*AIM OF THE EXERCISE*
Write out the entries below once more, exactly, with the pictures left out.

======== INPUT ========

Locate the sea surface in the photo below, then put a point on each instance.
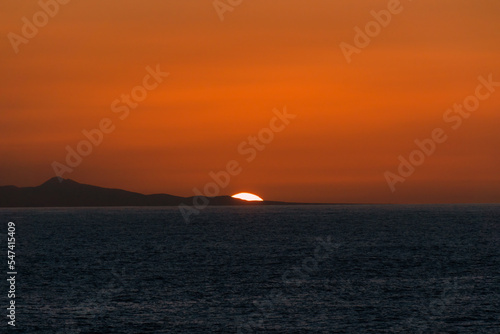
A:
(273, 269)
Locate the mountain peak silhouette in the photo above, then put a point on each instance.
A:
(59, 192)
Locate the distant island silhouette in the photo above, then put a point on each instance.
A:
(58, 192)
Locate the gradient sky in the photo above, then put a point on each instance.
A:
(353, 120)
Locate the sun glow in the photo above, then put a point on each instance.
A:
(248, 197)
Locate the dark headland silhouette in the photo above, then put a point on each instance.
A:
(68, 193)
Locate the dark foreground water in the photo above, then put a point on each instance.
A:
(292, 269)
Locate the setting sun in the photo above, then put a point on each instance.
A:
(248, 197)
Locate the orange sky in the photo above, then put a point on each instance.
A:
(353, 120)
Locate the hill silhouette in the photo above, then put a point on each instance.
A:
(59, 192)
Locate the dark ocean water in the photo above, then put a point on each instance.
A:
(277, 269)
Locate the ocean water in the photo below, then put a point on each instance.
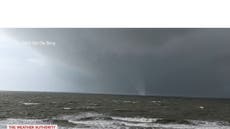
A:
(88, 111)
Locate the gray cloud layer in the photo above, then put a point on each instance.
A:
(180, 62)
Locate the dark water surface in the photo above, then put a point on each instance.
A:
(61, 108)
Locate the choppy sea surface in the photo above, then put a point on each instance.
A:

========

*PROBLEM SOLUTION*
Locate the sea surface in the photo below, then put a point on each instance.
A:
(273, 269)
Locate the mountain peak silhouette in the photo above, then put a point on each instance.
A:
(59, 192)
Locate the distant island silhouette in the photo above, then put a point on each instance.
A:
(58, 192)
Locate the gradient sky in the photo above, then put a point on each instance.
A:
(353, 120)
Locate the sun glow in the photo above, then put a point on each instance.
A:
(248, 197)
Locate the dark headland silhouette in the photo above, then put a point on each instance.
A:
(68, 193)
Locate the dark foreground water in the photo above, then put a point on each instance.
A:
(292, 269)
Locate the setting sun in the photo above, then put a point on each instance.
A:
(248, 197)
Locate the orange sky in the photo above, then put a point on each instance.
A:
(353, 120)
Locate the hill silhouette in the photo above, then put a point on each instance.
A:
(59, 192)
Locate the dark ocean water in the photo above, then put a point on each instance.
A:
(277, 269)
Locate the ocean water in the photo below, then put a point on each instance.
A:
(88, 111)
Locate the gray cloud layer in the photo above, then put a point on each instance.
A:
(180, 62)
Locate the dark water surface in the photo above, then put a point on each instance.
A:
(61, 108)
Locate the choppy sea surface in the photo above, then put a point on each instance.
A:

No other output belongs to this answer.